Task goal
Write the data out again, character for character, with no images.

---------------

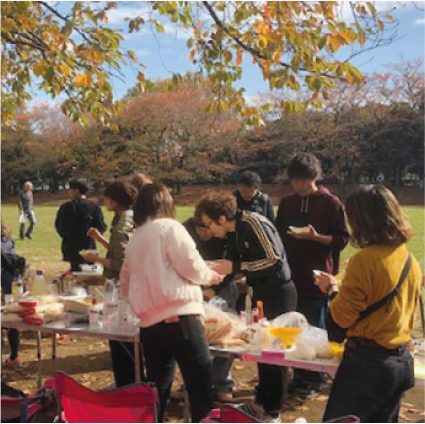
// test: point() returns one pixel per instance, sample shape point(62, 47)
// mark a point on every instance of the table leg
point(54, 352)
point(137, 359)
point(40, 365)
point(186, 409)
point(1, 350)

---------------

Written response
// test: point() returns one pixel per instance, sample shape point(62, 47)
// mark a point on every instance of the table leg
point(54, 352)
point(137, 359)
point(40, 365)
point(186, 409)
point(1, 350)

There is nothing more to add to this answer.